◆ **Directions for this task**
Rewrite the records below with every "pointer" changed to "locator", keeping everything else the same. Leave the pictures out.

◆ **Input records**

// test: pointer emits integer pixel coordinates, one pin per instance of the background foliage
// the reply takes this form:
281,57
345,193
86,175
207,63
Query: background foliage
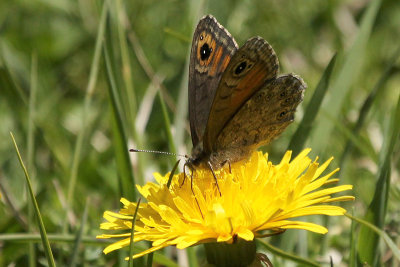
75,108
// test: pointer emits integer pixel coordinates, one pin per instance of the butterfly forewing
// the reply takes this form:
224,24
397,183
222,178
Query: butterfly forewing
250,68
212,49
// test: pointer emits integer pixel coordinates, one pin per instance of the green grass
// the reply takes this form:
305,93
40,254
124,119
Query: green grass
74,75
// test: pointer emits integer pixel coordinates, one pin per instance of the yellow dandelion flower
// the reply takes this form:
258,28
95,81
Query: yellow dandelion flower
255,196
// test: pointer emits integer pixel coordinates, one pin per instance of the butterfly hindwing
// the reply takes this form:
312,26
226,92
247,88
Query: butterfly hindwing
262,118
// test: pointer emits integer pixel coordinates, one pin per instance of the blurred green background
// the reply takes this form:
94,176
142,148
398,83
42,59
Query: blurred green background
75,110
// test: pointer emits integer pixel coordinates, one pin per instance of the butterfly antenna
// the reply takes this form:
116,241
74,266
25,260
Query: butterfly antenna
158,152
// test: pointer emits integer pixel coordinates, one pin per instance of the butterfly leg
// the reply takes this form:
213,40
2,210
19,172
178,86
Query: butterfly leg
190,166
229,163
184,173
215,177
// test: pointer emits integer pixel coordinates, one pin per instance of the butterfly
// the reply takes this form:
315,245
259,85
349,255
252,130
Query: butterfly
237,101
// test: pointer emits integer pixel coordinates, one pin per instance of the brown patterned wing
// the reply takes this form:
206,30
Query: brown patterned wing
262,118
212,49
250,68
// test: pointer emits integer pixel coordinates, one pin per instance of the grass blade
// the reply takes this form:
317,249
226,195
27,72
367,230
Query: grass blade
30,144
389,242
131,252
349,71
94,70
368,239
127,181
378,88
78,240
42,229
300,136
285,255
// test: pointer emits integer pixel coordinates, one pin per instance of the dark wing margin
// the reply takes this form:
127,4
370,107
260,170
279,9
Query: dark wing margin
212,49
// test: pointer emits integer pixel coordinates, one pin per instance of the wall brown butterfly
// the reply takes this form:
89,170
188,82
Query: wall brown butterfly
237,101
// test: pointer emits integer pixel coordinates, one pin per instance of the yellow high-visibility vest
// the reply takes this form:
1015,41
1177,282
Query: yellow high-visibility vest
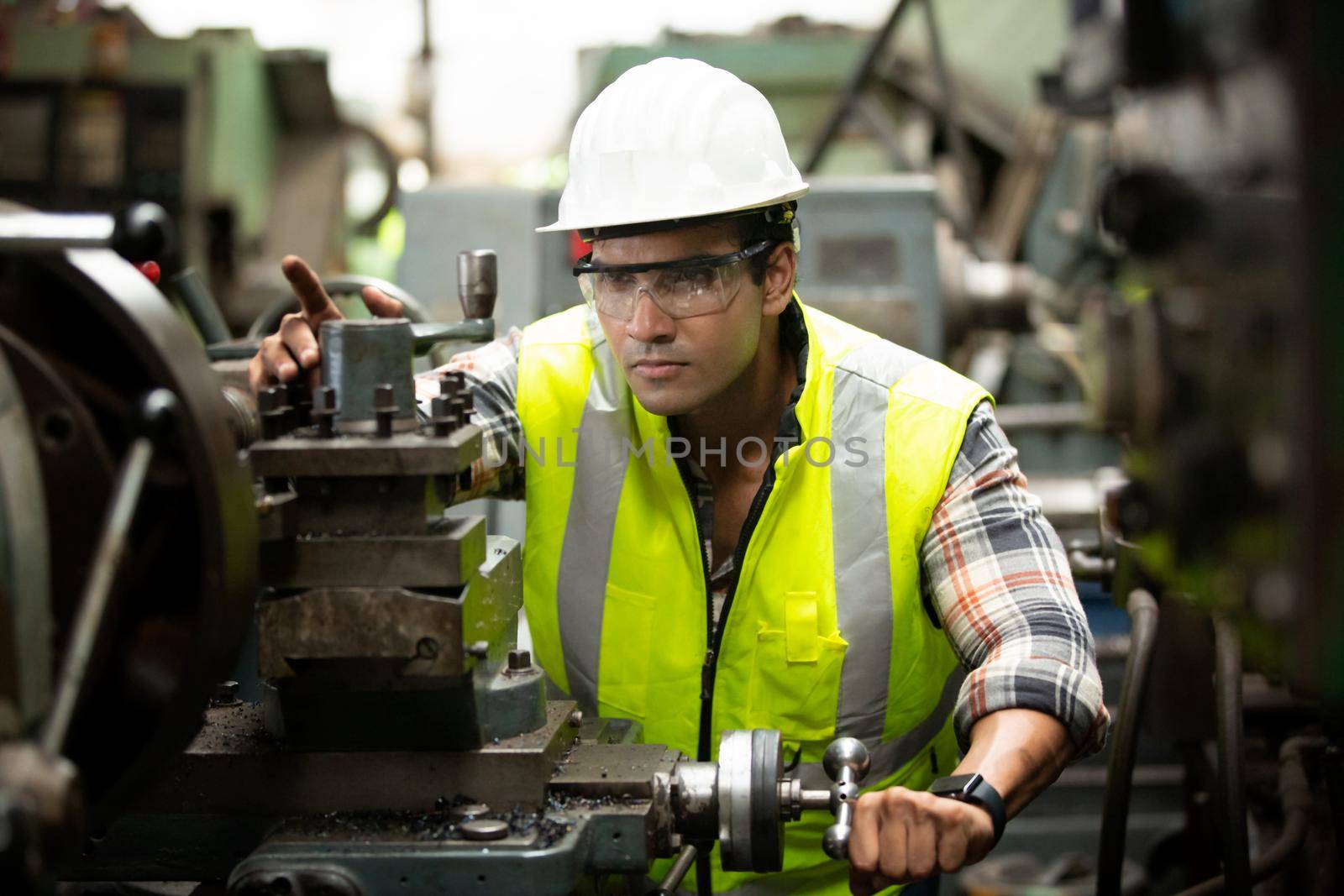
826,633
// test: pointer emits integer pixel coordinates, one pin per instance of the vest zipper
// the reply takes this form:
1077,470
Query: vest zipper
707,668
711,658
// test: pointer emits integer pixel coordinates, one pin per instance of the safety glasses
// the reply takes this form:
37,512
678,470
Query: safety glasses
683,288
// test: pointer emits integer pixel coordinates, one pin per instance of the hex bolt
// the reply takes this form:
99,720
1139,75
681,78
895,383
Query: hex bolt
300,401
441,416
484,829
324,409
226,692
385,407
459,410
273,410
452,383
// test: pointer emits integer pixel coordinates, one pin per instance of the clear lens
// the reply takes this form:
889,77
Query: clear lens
680,291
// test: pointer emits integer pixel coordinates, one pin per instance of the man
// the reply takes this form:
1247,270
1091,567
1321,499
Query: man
743,512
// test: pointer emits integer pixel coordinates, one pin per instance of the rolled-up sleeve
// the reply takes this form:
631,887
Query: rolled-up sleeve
998,579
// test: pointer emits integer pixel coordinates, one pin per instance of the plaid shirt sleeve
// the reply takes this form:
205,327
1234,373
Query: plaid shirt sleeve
998,578
492,376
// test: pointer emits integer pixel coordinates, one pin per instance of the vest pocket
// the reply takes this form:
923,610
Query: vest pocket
796,672
627,649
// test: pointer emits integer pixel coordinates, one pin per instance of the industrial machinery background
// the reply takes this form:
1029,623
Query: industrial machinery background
403,741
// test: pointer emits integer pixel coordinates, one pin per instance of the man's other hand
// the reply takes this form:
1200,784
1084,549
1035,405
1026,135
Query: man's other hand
293,347
900,836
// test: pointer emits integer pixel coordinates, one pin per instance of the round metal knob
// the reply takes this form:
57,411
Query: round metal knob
846,752
846,762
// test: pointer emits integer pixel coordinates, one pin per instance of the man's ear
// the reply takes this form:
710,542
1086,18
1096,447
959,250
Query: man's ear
777,286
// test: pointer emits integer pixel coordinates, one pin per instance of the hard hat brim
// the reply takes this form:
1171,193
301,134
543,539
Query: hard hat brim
690,215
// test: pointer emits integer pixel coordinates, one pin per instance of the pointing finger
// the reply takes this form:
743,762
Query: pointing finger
381,304
318,304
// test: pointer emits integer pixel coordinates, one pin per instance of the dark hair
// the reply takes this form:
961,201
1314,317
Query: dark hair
759,228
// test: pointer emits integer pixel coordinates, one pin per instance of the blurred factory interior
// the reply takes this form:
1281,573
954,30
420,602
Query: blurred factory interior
1116,215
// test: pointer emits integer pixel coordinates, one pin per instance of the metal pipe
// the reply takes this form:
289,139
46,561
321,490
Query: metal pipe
1142,617
1057,416
680,867
858,81
948,109
1296,797
202,307
1231,774
93,605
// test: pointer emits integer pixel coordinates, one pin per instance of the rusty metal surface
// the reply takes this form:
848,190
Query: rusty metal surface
398,560
183,600
233,766
612,770
401,454
423,631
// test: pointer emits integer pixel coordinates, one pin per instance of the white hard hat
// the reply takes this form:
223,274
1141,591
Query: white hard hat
675,139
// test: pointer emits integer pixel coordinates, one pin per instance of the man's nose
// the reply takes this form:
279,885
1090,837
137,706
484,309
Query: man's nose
649,322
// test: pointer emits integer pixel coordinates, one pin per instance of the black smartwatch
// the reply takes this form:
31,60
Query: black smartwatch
976,790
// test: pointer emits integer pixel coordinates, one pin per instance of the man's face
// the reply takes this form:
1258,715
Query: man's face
676,365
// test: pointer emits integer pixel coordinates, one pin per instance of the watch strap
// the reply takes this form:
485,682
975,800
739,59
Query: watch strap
976,790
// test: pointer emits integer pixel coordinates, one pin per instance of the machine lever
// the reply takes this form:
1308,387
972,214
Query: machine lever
846,762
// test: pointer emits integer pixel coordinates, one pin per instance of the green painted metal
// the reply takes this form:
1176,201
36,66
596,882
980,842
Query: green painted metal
232,128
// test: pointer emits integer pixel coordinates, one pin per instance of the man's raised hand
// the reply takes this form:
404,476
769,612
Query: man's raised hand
293,347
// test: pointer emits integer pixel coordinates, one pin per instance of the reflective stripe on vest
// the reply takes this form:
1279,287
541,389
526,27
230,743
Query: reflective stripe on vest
827,633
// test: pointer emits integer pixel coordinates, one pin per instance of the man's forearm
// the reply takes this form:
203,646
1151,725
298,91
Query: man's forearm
1019,752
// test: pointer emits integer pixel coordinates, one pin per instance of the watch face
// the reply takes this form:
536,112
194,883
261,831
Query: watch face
952,785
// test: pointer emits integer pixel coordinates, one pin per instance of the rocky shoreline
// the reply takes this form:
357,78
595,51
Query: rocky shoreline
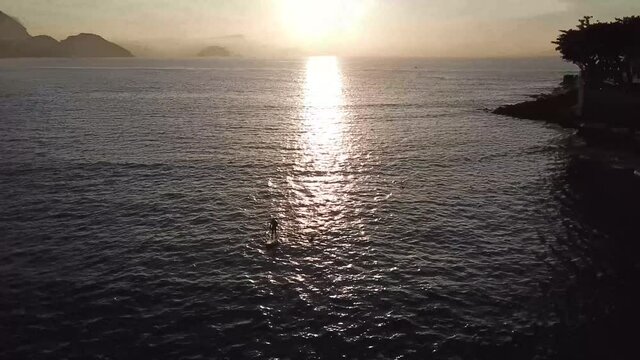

◆ **Solution to the problem**
// test: locator emits integer pixel coordinates, one pin per instance of the background foliage
// the reply takes this form:
281,57
345,193
86,175
207,63
Query: background foliage
75,108
// test: locator emits integer pixel coordinates, one pin per instance of the butterfly forewing
// the reply takes this form:
224,24
397,183
222,178
Query: butterfly forewing
250,68
212,49
// test: locator emits integer pixel coordinates, one pin per instance of the green grass
// the reply takes this form:
305,93
40,254
124,119
Query: green grass
74,75
// test: locator emits integer pixel coordinates, one pin per instance of the yellow dandelion flower
// the reply takes this form:
258,28
95,81
Query: yellow dandelion flower
255,196
// test: locator emits integer pixel coordinates, one pin per instance of the butterfly hindwing
// the reply takes this form:
312,26
226,92
247,88
Query: butterfly hindwing
262,118
// test: locator emits integer pixel coordinates, one pin per instance of the blurred green background
// the reply takes this form:
94,176
142,148
398,83
42,59
Query: blurred green background
75,110
// test: locator emits integer pixel coordinates, one pin per instance of the butterfly antenna
// the reply takes this form:
116,241
74,266
25,260
Query: butterfly antenna
158,152
// test: locator emits integer pixel coordinates, one pin per instance of the butterfly leg
// the reply takes this form:
213,40
2,210
19,172
178,86
Query: butterfly leg
190,166
229,163
184,173
215,177
// test: locator emits integer pixel coordinates, one pin per instance of the butterfly
// the reply takes this form:
315,245
259,85
349,255
252,130
Query: butterfly
237,101
// test: locator emits integer pixel coordinates, one pin per instance of the brown patterned wing
// the reply takes this form:
206,30
Query: brown patterned wing
262,118
212,49
250,68
// test: locator emits integer pixel coordinates, one pin per instance of the grass blade
// the reply takes this form:
317,249
226,195
27,72
367,230
Query: grass blade
30,144
389,242
131,252
349,71
94,70
368,239
127,181
378,88
78,240
42,229
300,136
285,255
// test: locator emits integer pixel coordinates, one pin per instance of the dark wing margin
// the reply takes this form:
127,4
370,107
260,170
279,9
Query: dark wing margin
212,49
// test: locator emits integer pixel coordinates, one pin per instance of the wall brown butterfly
// the reply takes this form:
89,170
188,82
Query: wall brown butterfly
237,101
// test: locator emits integer pixel coordinates, one pin per instance of the yellow high-visibility vest
// the reply takes this form:
1015,41
1177,282
Query: yellow high-visibility vest
826,633
// test: locator emits integer pixel coordinates, one pin per instance of the vest zipper
// the reply takes this form:
1077,470
Query: vest zipper
707,668
711,658
// test: locator emits integer pixel coordinates, one pin per instance of the safety glasses
// the reply takes this form:
37,512
678,470
Query: safety glasses
683,288
// test: locator emits integer pixel coordinates, one pin per instance of the hex bolt
// the reply takes this form:
99,720
1139,75
681,78
895,383
Query: hex bolt
300,401
441,416
484,829
324,409
226,692
385,407
459,410
273,410
452,383
// test: locator emits integer pixel coordinates, one pin per instance of the clear lens
// the reply takes this form:
889,77
Query: clear lens
680,291
// test: locator emits integer pixel coordinates, one pin per instance of the man
// the reply takes this form:
1247,270
1091,567
1321,499
Query: man
743,512
// test: locator emits integer pixel coordinates, one pin per instance of the rolled-up sleeve
// the reply takes this form:
631,887
Query: rolled-up sleeve
998,579
// test: locator emits integer pixel coordinates, one pin per instance of the plaid shirt sleeve
// the reply takes this form:
205,327
1234,373
Query: plaid shirt sleeve
998,578
492,376
// test: locator emits integer pixel coordinates, one pin per instance of the vest pocket
// the reply takes this form:
923,610
Query: vest pocket
796,672
627,649
// test: locator emits integer pixel coordinates, one pin per instance of the industrial machinery background
// the reply takes this form:
1029,623
Query: industrial machinery background
403,741
// test: locator emits integer pixel coordinates, one pin per instance of the man's other hand
// the reply takes this form:
1200,784
1084,549
1035,405
1026,135
Query: man's other hand
293,347
900,836
// test: locator emits integer pixel coordinates, one pin per instance of the round metal knob
// the reply takes this form:
57,411
Query: round metal knob
846,752
846,762
// test: locator emits integer pixel coordinates, one pin per instance of the man's ear
// the reply takes this form:
710,542
1086,18
1096,447
959,250
Query: man's ear
777,286
// test: locator emits integer pixel coordinates, one pin per instance of the hard hat brim
// the reply takes this form:
1171,193
301,134
543,539
Query: hard hat brim
690,215
// test: locator emits integer pixel coordinates, one pin per instance of the pointing finger
// the reply takes this form:
743,762
Query: pointing finger
381,304
318,304
// test: locator emits integer pixel coordinates, one pin per instance of the dark hair
// the reply takes this form:
961,201
1314,317
Query: dark hair
759,228
// test: locator emits integer pixel coordinates, one pin per instance of the blurred factory interior
// the reply takes this form:
1281,573
954,30
420,602
Query: blurred factory interior
1116,215
// test: locator emits integer pixel coordinates, one pin per instance of the metal pipe
// the reply takes this form:
289,139
46,561
321,490
Query: metal pipe
1142,617
1057,416
680,867
858,81
948,109
1296,797
202,307
1231,774
93,605
// test: locator emits integer pixel coordinates, one pin per instance of the rusty metal surface
// the reply takes this form:
848,190
Query: rusty metal surface
398,560
183,600
233,766
612,770
401,454
423,631
// test: locator emits integer pixel coordinates, one pin per instance of the white hard hat
// the reply takes this form:
223,274
1141,591
Query: white hard hat
675,139
// test: locator emits integer pixel coordinates, one pin per instance of the man's nose
// the reply takes this form:
279,885
1090,837
137,706
484,309
Query: man's nose
649,322
// test: locator emits integer pixel coordinates, one pin per instance of the black smartwatch
// the reply takes this form:
31,60
Query: black smartwatch
976,790
// test: locator emits integer pixel coordinates, one pin per instance of the man's face
// the reply takes this form:
1258,715
Query: man's face
676,365
// test: locator emits integer pixel coordinates, one pin per instance of the watch strap
// the reply takes this form:
485,682
975,800
739,59
Query: watch strap
976,790
// test: locator emits integer pixel coordinates, one pin per instance of the machine lever
// the reply takes this form:
1308,387
972,214
Query: machine lever
846,762
// test: locator emits integer pixel coordinates, one pin per instance of the green painted metal
// the reply takes this form:
1176,201
36,66
596,882
980,842
Query: green painted metal
232,128
// test: locator emits integer pixel coordinates, one pin per instance of the man's raised hand
// the reply takes this form:
404,476
769,612
Query: man's raised hand
293,347
// test: locator emits integer pixel coordinates, one pin per instance of the reflective stripe on vest
// the reply takes this form:
1279,287
541,389
526,27
230,743
Query: reflective stripe on vest
827,633
// test: locator emits integer pixel coordinates, one pin per instance of the man's forearm
// the reply takes this form:
203,646
1151,725
298,91
Query: man's forearm
1019,752
// test: locator emits integer pixel coordinates, one pin per instance of the watch face
// the reply takes this form:
536,112
194,883
261,831
Query: watch face
952,785
// test: locator emits integer pixel coordinates, one pin per instance of the rocky shoreline
// the reply takes this form:
357,78
595,51
Query: rocky shoreline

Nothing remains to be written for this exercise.